# Text segment
>>>>

DAPE will join a group of shareholders, including Yee Lee co-founder and executive chairman Dato Lim, representing a 58.4% interest in the company. They are offering MYR2.33 per share for the remaining 79.7 million shares. This represents a significant premium to the closing price of MYR1.94 on April 25, the last full day of trading prior to the announcement. Following a trading halt on April 26 Yee Lee opened at MYR2.31 on April 29 and remained around that level through morning trading.
Founded in 1968 as an edible oil packager, Yee Lee now manages a stable of consumer food and beverage brands in Southeast Asia including Sabah Tea and NeuVida cooking oil. The company controls the value chain for its brands from production on its plantations to processing and distribution. It also operates a resort hotel on the Sabah Tea plantation catering to Chinese and Western eco-tourists.
In its most recent annual report, Yee Lee recorded MYR1.08 billion for the year ended December 2017, up from MYR1.06 billion the year before. Over the same period, net profit fell from MYR44.5 million to MYR39.4 million. The company attributed the decline in profit to consumer pessimism due to rising costs of living and higher oil prices, resulting in restrained spending.
Yee Lee will be delisted if the offerors obtain the agreement of enough shareholders to pass 75% ownership; otherwise, the company will remain public. Malaysian regulators require at least 25% of the total shares in a publicly listed company to be held by the public.

<<<<

# Data shown

>>>>

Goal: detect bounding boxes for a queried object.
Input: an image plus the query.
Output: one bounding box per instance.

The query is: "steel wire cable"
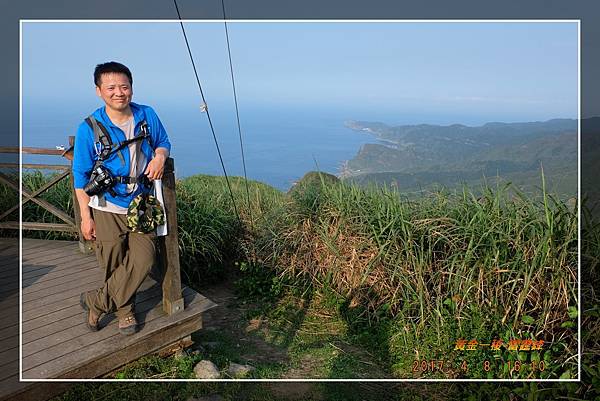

<<<<

# List of tasks
1. From the Yee Lee text, print the passage from "Founded in 1968" up to and including "and Western eco-tourists.", unchanged.
2. In the Yee Lee text, what share of ownership must the offerors pass for the company to be delisted?

# Completed exercise
1.
Founded in 1968 as an edible oil packager, Yee Lee now manages a stable of consumer food and beverage brands in Southeast Asia including Sabah Tea and NeuVida cooking oil. The company controls the value chain for its brands from production on its plantations to processing and distribution. It also operates a resort hotel on the Sabah Tea plantation catering to Chinese and Western eco-tourists.

2. 75%